→ **DATA ROWS**
—————
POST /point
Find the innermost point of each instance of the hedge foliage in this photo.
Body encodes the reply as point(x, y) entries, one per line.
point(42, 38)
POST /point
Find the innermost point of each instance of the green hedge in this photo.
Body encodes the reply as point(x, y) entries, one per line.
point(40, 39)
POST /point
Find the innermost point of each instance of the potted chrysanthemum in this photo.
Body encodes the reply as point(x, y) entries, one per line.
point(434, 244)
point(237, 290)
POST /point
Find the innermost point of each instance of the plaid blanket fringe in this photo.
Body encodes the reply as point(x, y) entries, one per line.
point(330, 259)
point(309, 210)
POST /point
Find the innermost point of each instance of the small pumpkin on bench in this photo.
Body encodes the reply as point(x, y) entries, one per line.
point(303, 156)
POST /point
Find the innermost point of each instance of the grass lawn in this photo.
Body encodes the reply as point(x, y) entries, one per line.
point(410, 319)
—————
Reproduce all of the entries above verbatim, from the first line through the last, with no changes.

→ **SOLUTION FOR THIS TASK**
POST /point
Find the innermost point of each instance of the hedge foliage in this photo.
Body encodes the reply as point(x, y) entries, one per line.
point(42, 38)
POST /point
Find the innermost point of each instance of the green hedge in this photo.
Body encodes the reply as point(x, y) entries, one per line.
point(40, 39)
POST /point
Find the innermost point of each instance of the potted chrysanthemum in this photo.
Body encodes the reply as point(x, y) entries, one per line.
point(434, 244)
point(237, 290)
POST /point
Find the innermost point of each instance of the plaid blanket fringe in this photo.
Body encodes the reply as point(x, y) entries, one per line.
point(330, 259)
point(309, 210)
POST /point
Find the innermost point of each instance of the small pumpkin on bench in this photo.
Body encodes the reply as point(x, y) entries, one per line.
point(303, 156)
POST /point
Find the innermost point of each instance of the grass lawn in this photo.
Body encodes the reply as point(x, y) entries, one per line.
point(410, 319)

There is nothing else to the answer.